▶ _Work to do_: Set out the lines below as a numbered list, from the line containing "Guideline: for every instance of the hillside, the" through the line containing "Guideline: for every instance of the grassy", both included, leaving out any blank lines.

---

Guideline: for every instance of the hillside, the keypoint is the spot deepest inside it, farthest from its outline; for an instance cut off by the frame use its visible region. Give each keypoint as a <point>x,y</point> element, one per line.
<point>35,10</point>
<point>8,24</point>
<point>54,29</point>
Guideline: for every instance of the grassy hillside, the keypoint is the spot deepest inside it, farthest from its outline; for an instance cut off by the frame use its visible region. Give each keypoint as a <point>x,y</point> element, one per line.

---

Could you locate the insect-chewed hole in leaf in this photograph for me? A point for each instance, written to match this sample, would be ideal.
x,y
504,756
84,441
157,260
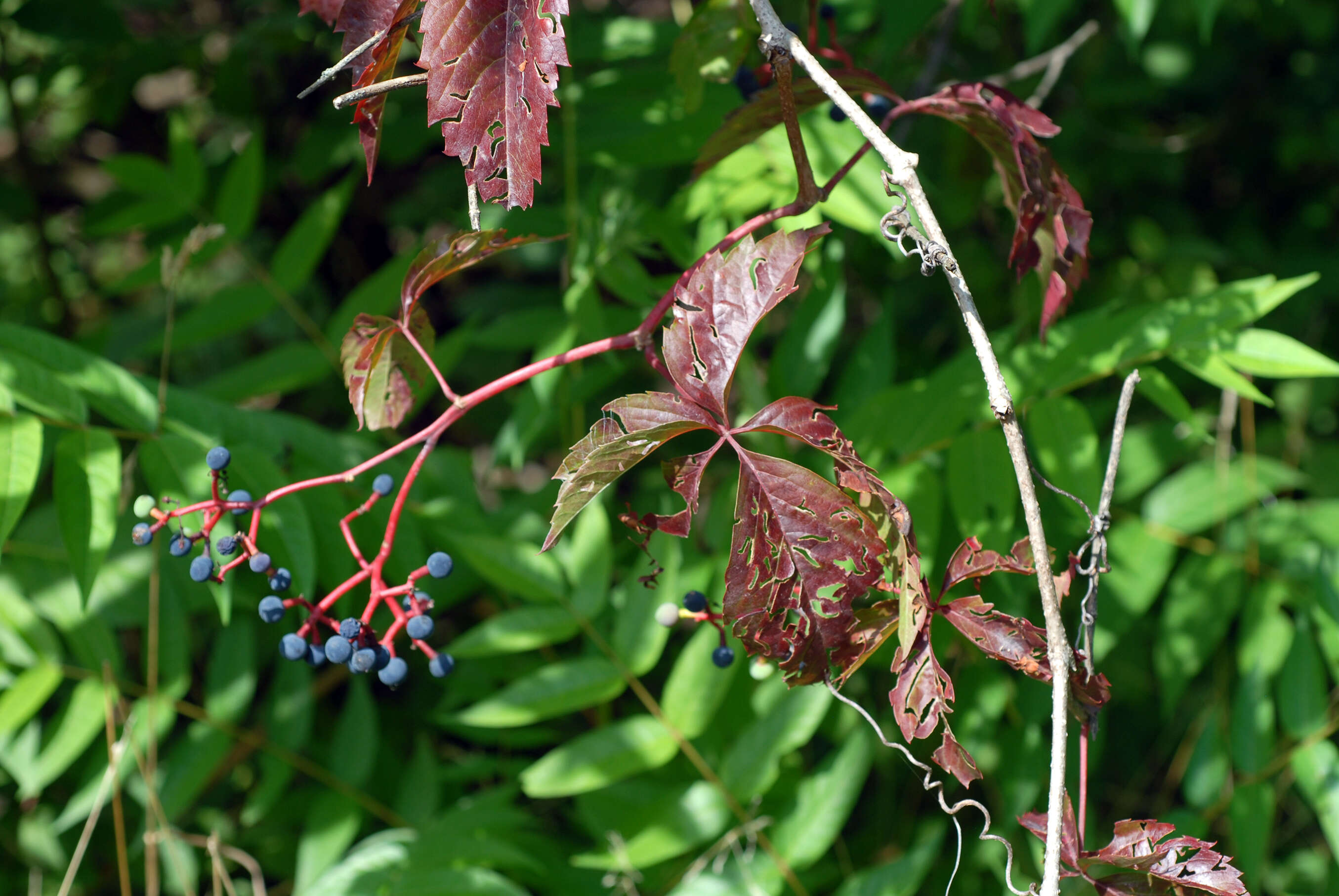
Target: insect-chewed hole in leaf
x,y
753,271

---

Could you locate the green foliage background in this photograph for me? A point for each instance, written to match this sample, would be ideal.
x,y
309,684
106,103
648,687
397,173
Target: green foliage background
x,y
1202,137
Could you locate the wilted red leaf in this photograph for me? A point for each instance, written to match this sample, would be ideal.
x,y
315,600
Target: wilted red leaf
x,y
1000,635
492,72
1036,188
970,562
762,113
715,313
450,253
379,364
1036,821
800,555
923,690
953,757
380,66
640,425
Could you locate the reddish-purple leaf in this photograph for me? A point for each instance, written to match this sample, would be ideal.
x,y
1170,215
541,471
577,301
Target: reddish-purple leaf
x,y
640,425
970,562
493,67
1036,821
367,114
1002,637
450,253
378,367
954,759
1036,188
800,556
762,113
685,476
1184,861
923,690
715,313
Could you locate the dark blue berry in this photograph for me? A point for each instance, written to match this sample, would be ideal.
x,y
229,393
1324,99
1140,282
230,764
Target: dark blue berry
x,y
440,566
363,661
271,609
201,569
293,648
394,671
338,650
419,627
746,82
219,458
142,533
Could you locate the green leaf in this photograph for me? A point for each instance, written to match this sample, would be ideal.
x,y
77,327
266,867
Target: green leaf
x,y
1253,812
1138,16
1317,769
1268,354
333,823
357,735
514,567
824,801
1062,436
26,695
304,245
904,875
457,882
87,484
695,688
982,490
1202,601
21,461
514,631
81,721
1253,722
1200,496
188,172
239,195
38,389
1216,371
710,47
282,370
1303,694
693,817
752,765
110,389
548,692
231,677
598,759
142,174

---

▶ _Exercise answer_:
1. Guideline: for every instance of the hillside, the keypoint is the spot deepest inside it, farthest from its outline; for an instance cut off by the frame use its visible region. Give each keypoint as a <point>x,y</point> element, one per line.
2. <point>35,10</point>
3. <point>8,24</point>
4. <point>54,29</point>
5. Guideline: for every instance of the grassy hillside, the keypoint is the spot deepest inside it, farthest from its outline; for an instance cut off by the frame use its visible region. Give each keypoint as a <point>x,y</point> element, one per line.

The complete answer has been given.